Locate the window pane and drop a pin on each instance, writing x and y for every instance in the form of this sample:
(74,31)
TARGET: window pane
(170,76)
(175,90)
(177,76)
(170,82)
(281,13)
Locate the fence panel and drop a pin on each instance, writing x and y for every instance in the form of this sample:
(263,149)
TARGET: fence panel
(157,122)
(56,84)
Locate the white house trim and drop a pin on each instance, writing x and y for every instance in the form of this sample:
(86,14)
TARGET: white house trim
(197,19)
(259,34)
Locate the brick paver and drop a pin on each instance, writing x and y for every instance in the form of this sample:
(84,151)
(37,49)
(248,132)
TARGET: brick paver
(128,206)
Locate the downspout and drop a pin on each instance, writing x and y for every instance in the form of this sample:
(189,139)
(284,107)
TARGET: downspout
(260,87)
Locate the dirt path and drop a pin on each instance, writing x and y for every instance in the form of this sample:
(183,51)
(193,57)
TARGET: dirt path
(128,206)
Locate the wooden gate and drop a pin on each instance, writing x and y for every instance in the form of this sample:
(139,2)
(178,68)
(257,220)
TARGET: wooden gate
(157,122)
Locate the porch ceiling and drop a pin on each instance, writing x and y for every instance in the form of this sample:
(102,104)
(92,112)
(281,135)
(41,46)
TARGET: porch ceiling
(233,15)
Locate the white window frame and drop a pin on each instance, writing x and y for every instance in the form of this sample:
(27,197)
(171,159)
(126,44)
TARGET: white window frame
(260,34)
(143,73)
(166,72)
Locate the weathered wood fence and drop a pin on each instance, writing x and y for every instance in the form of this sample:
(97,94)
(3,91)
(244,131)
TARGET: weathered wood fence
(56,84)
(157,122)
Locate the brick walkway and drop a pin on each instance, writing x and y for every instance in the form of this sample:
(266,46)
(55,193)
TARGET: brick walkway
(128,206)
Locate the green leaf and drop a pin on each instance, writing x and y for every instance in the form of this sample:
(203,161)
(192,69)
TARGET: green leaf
•••
• Requirement:
Nothing but the lines from the one with "TARGET: weathered wood fence" through the final line of the records above should appear, each copied exactly.

• Answer box:
TARGET: weathered wood fence
(56,84)
(157,122)
Locate the brick walkway and drop a pin on each instance, writing x and y for every instance in the form of this sample:
(266,46)
(55,193)
TARGET: brick walkway
(128,206)
Locate the green leaf and drop a pin on each instance, writing x and y for every instance in the form of this sample:
(203,161)
(192,69)
TARGET: green leaf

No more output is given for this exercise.